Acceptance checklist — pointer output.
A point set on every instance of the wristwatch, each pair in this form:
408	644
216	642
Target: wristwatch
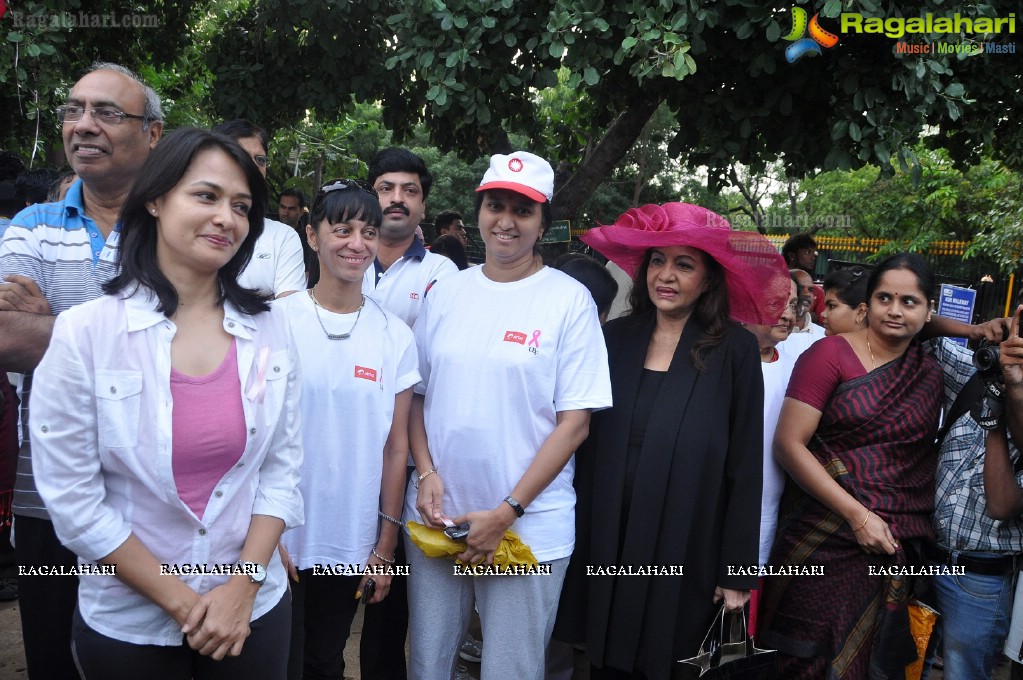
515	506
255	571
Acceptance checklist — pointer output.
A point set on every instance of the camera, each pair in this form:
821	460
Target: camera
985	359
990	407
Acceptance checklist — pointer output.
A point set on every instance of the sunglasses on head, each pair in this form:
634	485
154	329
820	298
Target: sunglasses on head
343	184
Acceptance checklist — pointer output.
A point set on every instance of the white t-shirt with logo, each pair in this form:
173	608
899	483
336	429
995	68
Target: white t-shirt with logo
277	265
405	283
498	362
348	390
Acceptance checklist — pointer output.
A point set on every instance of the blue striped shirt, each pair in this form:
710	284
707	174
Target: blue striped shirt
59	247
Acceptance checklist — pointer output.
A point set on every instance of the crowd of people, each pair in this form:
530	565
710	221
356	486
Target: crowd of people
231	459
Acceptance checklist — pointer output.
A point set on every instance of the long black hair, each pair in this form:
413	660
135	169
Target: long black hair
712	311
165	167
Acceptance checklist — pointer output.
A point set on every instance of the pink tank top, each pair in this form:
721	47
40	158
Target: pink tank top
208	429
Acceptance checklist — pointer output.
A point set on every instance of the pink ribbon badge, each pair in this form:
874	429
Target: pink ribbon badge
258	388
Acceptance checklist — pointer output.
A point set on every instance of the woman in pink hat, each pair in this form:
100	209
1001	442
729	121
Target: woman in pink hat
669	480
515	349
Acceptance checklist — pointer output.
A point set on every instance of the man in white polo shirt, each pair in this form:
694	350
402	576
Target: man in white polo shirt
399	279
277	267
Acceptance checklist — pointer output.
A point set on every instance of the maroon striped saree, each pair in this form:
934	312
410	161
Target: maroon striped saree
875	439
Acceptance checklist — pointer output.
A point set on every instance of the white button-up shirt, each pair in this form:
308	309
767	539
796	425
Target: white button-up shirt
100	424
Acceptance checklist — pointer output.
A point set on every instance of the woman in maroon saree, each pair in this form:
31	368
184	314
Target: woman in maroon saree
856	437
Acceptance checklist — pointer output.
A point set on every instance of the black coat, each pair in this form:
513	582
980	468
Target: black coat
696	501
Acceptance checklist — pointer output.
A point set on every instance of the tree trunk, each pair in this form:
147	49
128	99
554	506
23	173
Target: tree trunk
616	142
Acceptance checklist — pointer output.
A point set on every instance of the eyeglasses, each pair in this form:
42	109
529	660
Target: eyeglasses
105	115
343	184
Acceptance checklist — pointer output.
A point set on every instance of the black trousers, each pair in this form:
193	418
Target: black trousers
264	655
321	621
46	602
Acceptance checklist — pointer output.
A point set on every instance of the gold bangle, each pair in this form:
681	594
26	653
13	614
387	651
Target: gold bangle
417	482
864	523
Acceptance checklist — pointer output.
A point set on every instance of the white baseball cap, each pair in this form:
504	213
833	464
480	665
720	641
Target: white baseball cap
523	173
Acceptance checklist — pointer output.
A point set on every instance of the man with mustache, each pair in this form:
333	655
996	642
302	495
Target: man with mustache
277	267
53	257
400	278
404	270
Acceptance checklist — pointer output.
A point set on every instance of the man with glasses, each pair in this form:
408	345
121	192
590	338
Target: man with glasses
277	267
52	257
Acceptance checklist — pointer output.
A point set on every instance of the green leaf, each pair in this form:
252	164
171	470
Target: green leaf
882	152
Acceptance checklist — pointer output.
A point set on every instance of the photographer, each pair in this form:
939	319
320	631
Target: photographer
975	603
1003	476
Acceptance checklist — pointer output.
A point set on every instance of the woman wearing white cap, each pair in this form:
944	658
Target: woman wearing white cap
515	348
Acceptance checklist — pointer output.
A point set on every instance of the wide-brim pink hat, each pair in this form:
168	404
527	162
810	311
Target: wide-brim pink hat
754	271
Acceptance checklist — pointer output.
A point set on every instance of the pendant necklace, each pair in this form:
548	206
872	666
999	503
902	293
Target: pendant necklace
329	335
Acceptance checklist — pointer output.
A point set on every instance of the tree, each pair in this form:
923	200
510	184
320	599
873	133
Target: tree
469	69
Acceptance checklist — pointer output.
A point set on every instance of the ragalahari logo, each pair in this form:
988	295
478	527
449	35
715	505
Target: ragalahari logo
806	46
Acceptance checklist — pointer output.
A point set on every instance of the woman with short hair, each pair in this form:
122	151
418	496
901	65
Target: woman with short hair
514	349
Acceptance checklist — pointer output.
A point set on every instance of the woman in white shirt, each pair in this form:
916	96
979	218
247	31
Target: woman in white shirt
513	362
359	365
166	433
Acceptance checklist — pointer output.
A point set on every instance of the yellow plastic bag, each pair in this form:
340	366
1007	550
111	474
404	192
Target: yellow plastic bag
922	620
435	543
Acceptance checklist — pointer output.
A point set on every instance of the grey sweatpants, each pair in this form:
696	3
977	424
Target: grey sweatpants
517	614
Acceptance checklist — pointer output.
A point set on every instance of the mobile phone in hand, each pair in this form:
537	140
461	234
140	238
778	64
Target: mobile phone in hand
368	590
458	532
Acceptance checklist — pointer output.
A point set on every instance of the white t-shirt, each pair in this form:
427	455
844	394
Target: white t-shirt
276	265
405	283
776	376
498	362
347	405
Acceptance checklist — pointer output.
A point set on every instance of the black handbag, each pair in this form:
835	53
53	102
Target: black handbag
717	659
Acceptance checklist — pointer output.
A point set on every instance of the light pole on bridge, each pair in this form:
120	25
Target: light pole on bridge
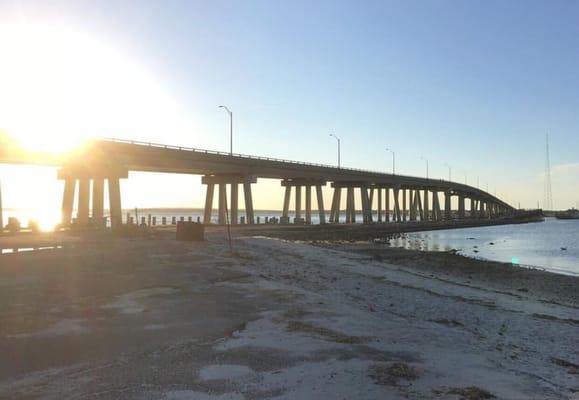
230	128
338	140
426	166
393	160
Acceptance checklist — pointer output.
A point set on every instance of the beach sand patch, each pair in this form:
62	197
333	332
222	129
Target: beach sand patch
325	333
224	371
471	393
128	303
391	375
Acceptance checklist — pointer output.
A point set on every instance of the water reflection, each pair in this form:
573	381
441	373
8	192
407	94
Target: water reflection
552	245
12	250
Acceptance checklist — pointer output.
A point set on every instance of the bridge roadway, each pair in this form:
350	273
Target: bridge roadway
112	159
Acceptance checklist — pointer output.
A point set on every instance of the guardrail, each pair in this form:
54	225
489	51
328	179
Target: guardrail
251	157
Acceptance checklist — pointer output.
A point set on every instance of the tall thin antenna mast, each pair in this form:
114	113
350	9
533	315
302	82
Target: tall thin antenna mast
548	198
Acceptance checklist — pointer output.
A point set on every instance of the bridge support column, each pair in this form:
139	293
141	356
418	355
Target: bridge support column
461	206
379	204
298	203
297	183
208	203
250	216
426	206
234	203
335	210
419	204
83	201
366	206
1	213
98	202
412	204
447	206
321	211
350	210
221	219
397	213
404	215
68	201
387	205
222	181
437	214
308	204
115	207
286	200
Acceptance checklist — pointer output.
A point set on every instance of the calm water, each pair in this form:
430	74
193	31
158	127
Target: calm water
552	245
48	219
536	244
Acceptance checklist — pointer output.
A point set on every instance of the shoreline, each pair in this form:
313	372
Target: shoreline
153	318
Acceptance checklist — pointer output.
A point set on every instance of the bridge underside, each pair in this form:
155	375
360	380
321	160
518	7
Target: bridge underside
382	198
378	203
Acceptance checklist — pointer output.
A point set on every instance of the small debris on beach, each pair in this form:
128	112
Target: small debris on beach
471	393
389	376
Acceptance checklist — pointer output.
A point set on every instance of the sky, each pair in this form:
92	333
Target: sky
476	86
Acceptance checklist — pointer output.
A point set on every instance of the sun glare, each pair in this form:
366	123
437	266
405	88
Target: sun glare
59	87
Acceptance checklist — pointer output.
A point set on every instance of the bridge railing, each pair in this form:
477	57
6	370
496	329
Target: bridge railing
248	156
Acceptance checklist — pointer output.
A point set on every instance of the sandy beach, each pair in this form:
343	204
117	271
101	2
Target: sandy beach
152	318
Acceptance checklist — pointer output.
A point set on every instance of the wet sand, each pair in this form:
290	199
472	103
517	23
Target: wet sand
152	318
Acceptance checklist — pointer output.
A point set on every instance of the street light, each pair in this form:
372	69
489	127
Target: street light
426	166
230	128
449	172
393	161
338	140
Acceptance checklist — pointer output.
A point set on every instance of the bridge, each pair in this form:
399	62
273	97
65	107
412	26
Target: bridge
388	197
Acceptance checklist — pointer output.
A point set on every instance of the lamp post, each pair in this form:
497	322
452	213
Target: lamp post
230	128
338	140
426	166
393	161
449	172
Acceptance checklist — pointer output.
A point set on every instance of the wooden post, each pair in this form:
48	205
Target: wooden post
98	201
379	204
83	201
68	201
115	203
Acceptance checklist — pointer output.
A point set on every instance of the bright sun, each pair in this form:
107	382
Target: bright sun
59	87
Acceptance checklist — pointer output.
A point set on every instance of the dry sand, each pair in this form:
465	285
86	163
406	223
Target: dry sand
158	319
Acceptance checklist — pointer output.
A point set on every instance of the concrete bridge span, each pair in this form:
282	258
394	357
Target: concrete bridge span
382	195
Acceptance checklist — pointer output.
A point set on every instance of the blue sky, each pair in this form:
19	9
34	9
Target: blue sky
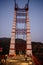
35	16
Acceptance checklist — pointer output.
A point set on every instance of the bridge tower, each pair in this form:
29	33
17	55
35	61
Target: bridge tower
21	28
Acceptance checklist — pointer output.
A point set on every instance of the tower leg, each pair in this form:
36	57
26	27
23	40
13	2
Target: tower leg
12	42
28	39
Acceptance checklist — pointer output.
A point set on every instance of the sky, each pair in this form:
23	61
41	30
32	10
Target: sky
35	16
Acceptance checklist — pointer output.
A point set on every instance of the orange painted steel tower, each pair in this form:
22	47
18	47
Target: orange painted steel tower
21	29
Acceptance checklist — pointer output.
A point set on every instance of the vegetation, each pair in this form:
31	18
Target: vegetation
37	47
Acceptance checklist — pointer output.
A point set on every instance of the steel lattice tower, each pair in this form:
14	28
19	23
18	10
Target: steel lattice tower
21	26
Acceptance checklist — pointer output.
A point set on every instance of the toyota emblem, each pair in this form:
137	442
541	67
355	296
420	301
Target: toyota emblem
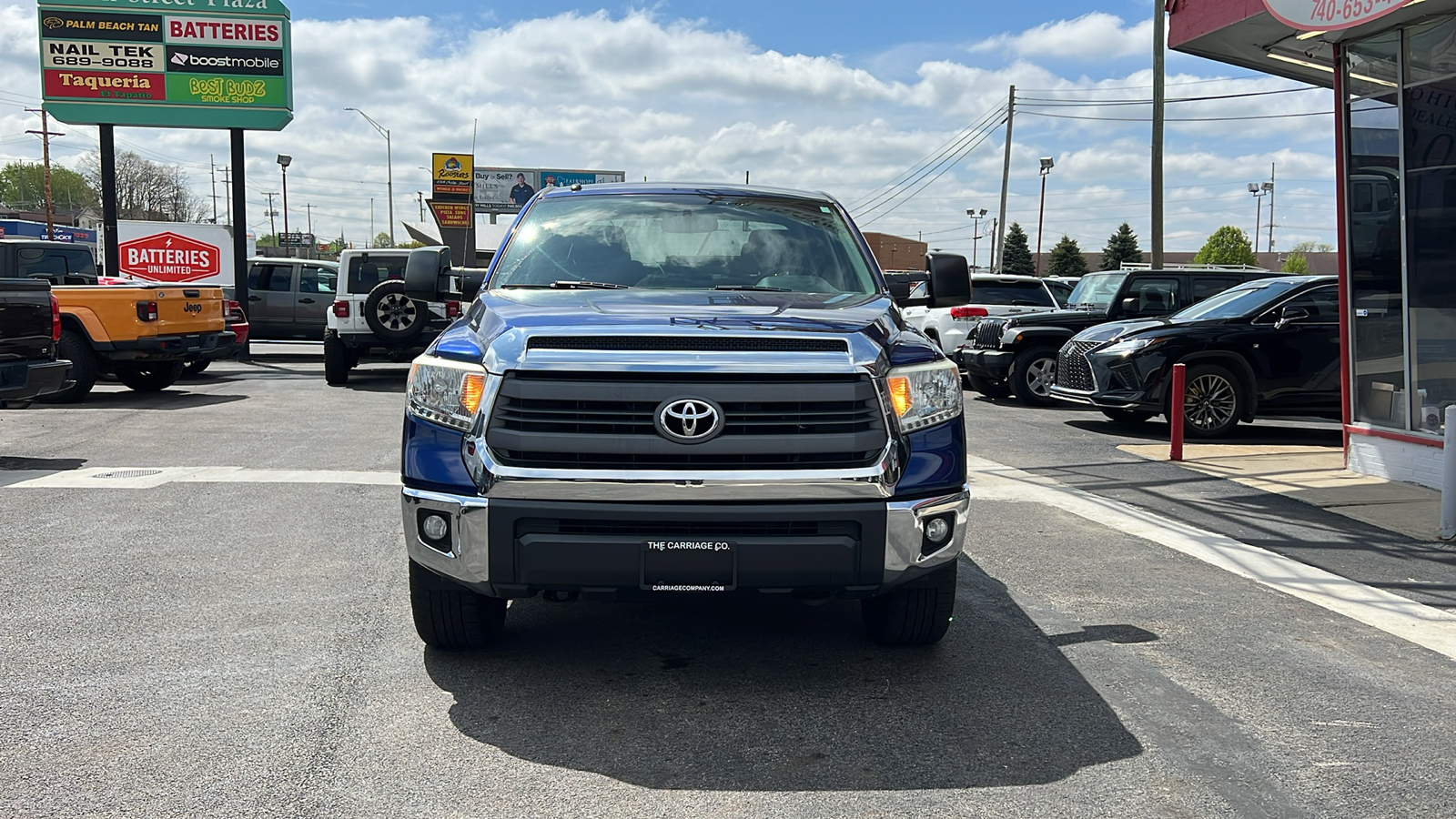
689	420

Direction —
List every line in the entries above that contains the string "span", matching case exactly.

Answer to the problem —
A point set on every instance of the concrete bridge span, each pair in this form:
Target: concrete bridge span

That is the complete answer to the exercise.